Questions in China on how H7N9 flu strain killed 2

Questions in China on how H7N9 bird flu killed 2; but doctors don't detect human transmissions

BEIJING (AP) -- Health officials say they still don't understand how a lesser-known bird flu virus was able to kill two men and seriously sicken a woman in China, but that it's unlikely that it can spread easily among humans.

Two men in Shanghai became the first known human fatalities from the H7N9 bird flu virus after contracting it in February. A woman in the eastern city of Chuzhou remains in serious condition, China's National Health and Family Planning Commission said.

It was unclear how the three patients became infected, the health agency said. It sought to calm fears about the virus but provided few details about each case. Authorities have not described the patients' occupations or said whether they had come into contact with birds or other animals.

The health authority noted, however, that two sons of one of the Shanghai men also suffered from acute pneumonia, one of whom died, and the source of their infection is still unknown. Other people who were in close contact with the victims have not become sick, indicating that the virus is not easily transmitted between humans.

"We don't know yet the causes of illness in the two sons, but naturally, if three people in one family acquire severe pneumonia in a short period of time, it raises a lot of concern," the World Health Organization's China representative, Michael O'Leary, said at a briefing in Beijing late Monday.

Many epidemiologists regard densely populated parts of China and Southeast Asia, where farmers often live in close quarters with pigs and poultry, as regions where conditions are ideal for nurturing infectious diseases that jump from animals to humans. An earlier deadly outbreak of SARS, or severe acute respiratory syndrome, was linked to wild animals that infected animals, which in turn infected people in that region.

Dataset extract →
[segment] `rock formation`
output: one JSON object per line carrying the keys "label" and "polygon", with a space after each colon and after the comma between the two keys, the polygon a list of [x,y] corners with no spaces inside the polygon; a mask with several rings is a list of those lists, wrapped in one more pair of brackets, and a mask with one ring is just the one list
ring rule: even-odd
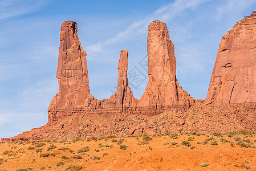
{"label": "rock formation", "polygon": [[194,100],[178,85],[176,58],[165,23],[155,21],[148,26],[149,82],[139,105],[151,109],[189,107]]}
{"label": "rock formation", "polygon": [[90,110],[96,106],[96,100],[90,93],[87,54],[77,32],[76,22],[62,24],[56,74],[59,88],[48,109],[49,123],[71,115],[76,109]]}
{"label": "rock formation", "polygon": [[[113,133],[123,136],[129,133],[128,130],[133,125],[129,116],[147,117],[173,108],[190,107],[194,101],[176,79],[174,46],[166,25],[154,21],[149,25],[148,31],[149,81],[141,100],[133,97],[129,87],[128,52],[123,50],[118,65],[116,92],[109,99],[100,100],[90,92],[87,54],[78,39],[77,24],[73,21],[63,22],[56,74],[59,89],[48,109],[47,124],[2,141],[70,139]],[[119,118],[113,118],[117,116]],[[135,119],[139,121],[136,117]],[[133,132],[155,133],[157,129],[145,127],[145,124],[141,124],[139,128],[135,127]],[[161,132],[168,131],[164,127],[159,129]]]}
{"label": "rock formation", "polygon": [[205,103],[254,108],[256,103],[256,11],[222,36]]}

Check your understanding →
1) Answer these from the bird flu article:
(a) In what city did the two men who died live?
(b) In what city is the woman in serious condition?
(c) Who is the World Health Organization's China representative?
2) Copy the bird flu article word for word, from "Questions in China on how H7N9 flu" to "easily among humans.".
Answer from the bird flu article alone, not from the data.

Exercise solutions →
1)
(a) Shanghai
(b) Chuzhou
(c) Michael O'Leary

2)
Questions in China on how H7N9 flu strain killed 2

Questions in China on how H7N9 bird flu killed 2; but doctors don't detect human transmissions

BEIJING (AP) -- Health officials say they still don't understand how a lesser-known bird flu virus was able to kill two men and seriously sicken a woman in China, but that it's unlikely that it can spread easily among humans.